══ PAGE EXCERPT

Agricultural Research Service

Title: Evaluation of Various Models of Propane-Powered Mosquito Traps

Author
item KLINE, DANIEL

Submitted to: Journal of Vector Ecology
Publication Type: Peer Reviewed Journal
Publication Acceptance Date: February 13, 2001
Publication Date: June 1, 2002
Citation: KLINE, D.L. EVALUATION OF VARIOUS MODELS OF PROPANE-POWERED MOSQUITO TRAPS. JOURNAL OF VECTOR ECOLOGY. 2002.v.27.p.1-7.

Interpretive Summary: A major emphasis of pest management research by scientists at the Center for Medical, Agricultural and Veterinary Entomology, Gainesville, Florida, is the development of selective, environmentally friendly methods of insect control. Mosquito control research is no exception. Success in this endeavor will depend upon the development of efficient trapping technology, effective attractants and strategic placement of attractant-baited traps for maximum effectiveness, in terms of insect population reduction. The present work was undertaken to develop and evaluate novel trapping technologies for biting fly control. Specifically, we sought to determine the efficacy of propane-powered traps that utilize a novel counterflow technology, in conjunction with catalytic combustion of propane, to produce the attractants (carbon dioxide, water vapor and heat), that help capture mosquitoes. The trap has a thermoelectric generator that uses heat from the catalytic process to generate the electricity that powers the trap. The self-generation of power makes the trap portable; consequently, traps can be located where mosquito populations are, rather than where power is available. These traps show promise for the detection, monitoring, and control of mosquito populations.

Technical Abstract: Large cage and field studies were conducted to determine the efficacy of various models of propane-powered traps. These traps utilize counterflow technology in conjunction with catalytic combustion to produce attractants (carbon dioxide, water vapor and heat) and a thermoelectric generator which converts excess heat into electricity for stand-alone operation. The cage studies showed that large numbers of Aedes aegypti and Ae. taeniorhynchus were captured and that each progressive model resulted in increased trapping efficiency. In several field studies against natural populations of mosquitoes two different propane traps were compared against the professional (PRO) and counterflow geometry (CFG) traps. In these studies the propane traps consistently caught more mosquitoes than the PRO trap and significantly less mosquitoes than the CFG traps. The difference in collection size between the CFG and propane traps was due mostly to Anopheles crucians. In spring 1997 the CFG captured 3.6X more An. crucians than the Portable Propane (PP) model and in spring 1998 captured 6.3X more An. crucians than the Mosquito Magnet Beta-1 (MMB-1) trap. Both the PP and MMB-1 captured slightly more Culex spp. than the CFG trap.

════

▸ WHAT THE TASK REQUIRES
Reproduce the passage from the propane mosquito trap page word for word, starting at "Title: Evaluation of" and ending at "VECTOR ECOLOGY. 2002.v.27.p.1-7.".

══ SUPPLIED DATA

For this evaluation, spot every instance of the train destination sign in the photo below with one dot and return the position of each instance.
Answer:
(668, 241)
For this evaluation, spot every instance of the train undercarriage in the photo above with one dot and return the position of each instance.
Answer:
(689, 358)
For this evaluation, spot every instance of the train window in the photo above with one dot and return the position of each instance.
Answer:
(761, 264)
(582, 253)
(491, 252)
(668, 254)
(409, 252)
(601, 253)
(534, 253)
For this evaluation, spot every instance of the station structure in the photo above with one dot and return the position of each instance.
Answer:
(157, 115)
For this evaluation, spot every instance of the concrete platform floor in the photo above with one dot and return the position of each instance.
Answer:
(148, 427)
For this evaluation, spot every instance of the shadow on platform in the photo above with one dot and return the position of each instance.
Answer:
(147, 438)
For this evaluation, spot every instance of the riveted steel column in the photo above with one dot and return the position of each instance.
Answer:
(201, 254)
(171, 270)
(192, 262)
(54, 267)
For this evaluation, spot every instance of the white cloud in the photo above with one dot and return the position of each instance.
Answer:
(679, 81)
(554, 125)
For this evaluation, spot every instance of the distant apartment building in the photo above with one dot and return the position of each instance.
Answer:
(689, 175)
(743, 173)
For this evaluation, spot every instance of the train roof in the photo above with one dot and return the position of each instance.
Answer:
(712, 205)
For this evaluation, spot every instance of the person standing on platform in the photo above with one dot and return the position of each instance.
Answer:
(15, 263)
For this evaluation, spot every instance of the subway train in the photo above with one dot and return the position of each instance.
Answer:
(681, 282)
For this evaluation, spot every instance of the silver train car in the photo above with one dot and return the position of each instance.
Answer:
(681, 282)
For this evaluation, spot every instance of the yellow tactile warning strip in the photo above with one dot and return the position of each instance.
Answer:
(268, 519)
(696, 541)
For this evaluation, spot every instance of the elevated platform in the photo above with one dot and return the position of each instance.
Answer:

════

▸ RESULT BELOW
Title: Evaluation of Various Models of Propane-Powered Mosquito Traps

Author
item KLINE, DANIEL

Submitted to: Journal of Vector Ecology
Publication Type: Peer Reviewed Journal
Publication Acceptance Date: February 13, 2001
Publication Date: June 1, 2002
Citation: KLINE, D.L. EVALUATION OF VARIOUS MODELS OF PROPANE-POWERED MOSQUITO TRAPS. JOURNAL OF VECTOR ECOLOGY. 2002.v.27.p.1-7.